— Start Data listing —
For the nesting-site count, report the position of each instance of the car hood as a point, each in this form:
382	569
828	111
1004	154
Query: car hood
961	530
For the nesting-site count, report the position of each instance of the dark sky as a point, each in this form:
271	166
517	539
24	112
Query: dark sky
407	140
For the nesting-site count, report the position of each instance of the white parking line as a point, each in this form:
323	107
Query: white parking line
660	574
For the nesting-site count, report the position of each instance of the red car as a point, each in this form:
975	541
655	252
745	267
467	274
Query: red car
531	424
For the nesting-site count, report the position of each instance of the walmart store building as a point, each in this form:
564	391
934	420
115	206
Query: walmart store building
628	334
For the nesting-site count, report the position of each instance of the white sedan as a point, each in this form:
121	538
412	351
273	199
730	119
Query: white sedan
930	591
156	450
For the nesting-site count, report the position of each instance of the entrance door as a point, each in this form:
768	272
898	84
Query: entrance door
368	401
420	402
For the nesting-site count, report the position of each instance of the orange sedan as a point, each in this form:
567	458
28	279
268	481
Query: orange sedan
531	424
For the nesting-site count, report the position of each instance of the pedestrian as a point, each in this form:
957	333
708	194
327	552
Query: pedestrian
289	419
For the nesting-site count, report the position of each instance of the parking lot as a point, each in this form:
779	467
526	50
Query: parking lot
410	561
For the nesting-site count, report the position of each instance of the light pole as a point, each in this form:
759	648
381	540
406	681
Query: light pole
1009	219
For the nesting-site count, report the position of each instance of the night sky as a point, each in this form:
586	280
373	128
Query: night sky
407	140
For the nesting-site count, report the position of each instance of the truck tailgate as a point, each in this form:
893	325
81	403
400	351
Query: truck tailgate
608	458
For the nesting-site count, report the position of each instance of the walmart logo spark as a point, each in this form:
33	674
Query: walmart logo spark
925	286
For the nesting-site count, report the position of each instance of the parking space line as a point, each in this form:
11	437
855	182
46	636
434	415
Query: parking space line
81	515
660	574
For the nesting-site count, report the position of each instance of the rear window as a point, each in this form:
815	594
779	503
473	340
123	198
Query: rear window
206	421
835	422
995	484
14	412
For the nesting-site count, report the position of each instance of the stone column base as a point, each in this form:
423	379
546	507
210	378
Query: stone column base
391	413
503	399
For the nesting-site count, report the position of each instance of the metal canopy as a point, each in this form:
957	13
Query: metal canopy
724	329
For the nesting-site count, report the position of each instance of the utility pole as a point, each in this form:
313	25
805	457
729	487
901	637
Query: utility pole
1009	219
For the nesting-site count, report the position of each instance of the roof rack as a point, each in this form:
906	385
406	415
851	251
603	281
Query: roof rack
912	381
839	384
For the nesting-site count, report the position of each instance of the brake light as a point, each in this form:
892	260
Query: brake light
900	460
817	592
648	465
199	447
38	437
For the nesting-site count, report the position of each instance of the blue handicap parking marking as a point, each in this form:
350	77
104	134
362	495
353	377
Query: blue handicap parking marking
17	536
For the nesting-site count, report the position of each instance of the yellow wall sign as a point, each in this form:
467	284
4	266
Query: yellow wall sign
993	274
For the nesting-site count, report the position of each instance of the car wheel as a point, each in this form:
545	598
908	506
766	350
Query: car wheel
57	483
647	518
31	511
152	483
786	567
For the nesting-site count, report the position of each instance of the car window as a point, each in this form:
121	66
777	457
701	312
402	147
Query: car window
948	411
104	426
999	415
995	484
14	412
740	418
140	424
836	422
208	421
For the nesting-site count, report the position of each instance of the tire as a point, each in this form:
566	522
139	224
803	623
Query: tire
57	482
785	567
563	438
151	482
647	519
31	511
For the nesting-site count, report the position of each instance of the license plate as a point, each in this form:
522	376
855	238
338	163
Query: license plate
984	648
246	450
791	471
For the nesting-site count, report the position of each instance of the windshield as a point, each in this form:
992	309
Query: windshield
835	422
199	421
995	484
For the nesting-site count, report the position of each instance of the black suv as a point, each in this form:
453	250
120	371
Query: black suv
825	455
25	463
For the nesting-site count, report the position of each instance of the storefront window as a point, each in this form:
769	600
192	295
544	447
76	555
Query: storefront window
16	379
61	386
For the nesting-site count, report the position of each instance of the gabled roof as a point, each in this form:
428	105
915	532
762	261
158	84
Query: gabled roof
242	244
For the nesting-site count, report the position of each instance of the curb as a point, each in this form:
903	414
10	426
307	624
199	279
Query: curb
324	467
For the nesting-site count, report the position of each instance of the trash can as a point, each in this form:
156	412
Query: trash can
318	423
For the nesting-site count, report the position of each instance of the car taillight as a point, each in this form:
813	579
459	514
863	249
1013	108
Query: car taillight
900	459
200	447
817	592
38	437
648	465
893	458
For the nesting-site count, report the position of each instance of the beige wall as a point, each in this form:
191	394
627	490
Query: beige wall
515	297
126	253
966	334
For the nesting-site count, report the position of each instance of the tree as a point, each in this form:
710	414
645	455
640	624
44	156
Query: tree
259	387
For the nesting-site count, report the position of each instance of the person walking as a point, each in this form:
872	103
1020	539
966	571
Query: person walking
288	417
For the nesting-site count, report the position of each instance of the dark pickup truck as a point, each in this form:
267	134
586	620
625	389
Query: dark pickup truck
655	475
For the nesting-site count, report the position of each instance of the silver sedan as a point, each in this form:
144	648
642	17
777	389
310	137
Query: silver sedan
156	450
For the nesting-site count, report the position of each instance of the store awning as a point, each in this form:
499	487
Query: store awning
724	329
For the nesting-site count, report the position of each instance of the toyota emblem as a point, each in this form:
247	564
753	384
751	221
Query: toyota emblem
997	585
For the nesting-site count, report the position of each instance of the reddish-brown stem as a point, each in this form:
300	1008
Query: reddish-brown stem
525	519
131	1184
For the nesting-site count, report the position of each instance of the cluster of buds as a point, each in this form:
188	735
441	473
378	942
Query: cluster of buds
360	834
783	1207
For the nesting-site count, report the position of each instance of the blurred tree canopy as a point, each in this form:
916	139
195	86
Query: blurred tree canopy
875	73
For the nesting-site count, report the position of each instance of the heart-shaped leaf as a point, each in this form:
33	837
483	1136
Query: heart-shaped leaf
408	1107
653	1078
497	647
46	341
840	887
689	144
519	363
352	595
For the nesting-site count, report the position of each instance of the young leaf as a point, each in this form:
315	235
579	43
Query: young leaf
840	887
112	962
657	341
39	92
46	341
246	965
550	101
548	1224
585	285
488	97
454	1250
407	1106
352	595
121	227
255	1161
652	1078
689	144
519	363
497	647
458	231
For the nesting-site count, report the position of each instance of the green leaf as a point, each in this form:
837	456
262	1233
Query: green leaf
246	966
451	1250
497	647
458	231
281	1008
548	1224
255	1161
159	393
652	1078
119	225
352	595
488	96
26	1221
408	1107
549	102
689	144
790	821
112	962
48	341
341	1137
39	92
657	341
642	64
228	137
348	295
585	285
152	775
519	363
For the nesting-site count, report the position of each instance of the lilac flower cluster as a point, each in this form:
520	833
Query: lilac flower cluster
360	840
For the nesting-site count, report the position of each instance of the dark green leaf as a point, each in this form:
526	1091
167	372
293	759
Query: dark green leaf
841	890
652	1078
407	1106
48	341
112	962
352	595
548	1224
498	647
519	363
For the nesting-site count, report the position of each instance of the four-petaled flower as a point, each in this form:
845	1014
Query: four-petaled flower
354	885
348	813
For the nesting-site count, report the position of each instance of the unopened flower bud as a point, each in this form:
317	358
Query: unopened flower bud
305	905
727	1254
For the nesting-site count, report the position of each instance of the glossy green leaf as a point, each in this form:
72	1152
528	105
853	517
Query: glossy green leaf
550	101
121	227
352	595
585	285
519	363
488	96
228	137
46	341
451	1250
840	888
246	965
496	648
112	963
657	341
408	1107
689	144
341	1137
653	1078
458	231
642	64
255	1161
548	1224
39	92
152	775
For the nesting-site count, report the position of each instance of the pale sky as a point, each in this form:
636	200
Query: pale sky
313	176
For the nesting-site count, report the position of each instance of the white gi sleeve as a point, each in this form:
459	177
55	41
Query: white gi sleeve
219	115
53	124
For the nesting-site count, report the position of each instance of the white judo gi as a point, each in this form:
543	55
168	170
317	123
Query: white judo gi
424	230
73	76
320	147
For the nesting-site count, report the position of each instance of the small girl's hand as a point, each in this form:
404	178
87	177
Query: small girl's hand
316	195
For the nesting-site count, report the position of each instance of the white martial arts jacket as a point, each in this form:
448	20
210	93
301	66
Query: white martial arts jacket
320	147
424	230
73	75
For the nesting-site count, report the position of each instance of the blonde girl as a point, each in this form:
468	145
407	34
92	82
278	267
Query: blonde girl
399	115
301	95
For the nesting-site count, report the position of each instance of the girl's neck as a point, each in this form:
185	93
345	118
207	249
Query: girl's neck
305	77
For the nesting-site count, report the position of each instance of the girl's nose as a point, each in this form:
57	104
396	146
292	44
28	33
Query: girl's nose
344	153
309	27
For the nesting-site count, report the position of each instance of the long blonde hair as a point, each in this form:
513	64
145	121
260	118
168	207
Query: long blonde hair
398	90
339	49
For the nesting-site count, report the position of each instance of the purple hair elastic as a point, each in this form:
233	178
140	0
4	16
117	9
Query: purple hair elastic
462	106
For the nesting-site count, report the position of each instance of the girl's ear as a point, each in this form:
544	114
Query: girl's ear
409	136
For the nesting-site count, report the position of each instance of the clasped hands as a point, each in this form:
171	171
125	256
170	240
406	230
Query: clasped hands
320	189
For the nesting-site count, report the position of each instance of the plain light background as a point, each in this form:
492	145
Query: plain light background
— End Data listing —
Copy out verbatim the records from the line containing "of the clasped" through the last line of the records, including both ends.

(Answer to the problem)
For the nesting-site count, report the position of each instance of the clasped hands as a point, each in this form:
171	171
125	256
170	240
406	230
Query: clasped hands
320	189
For the nesting-site count, report the position of each instance of the plain light background as a point, each in this form:
492	145
Query: plain light background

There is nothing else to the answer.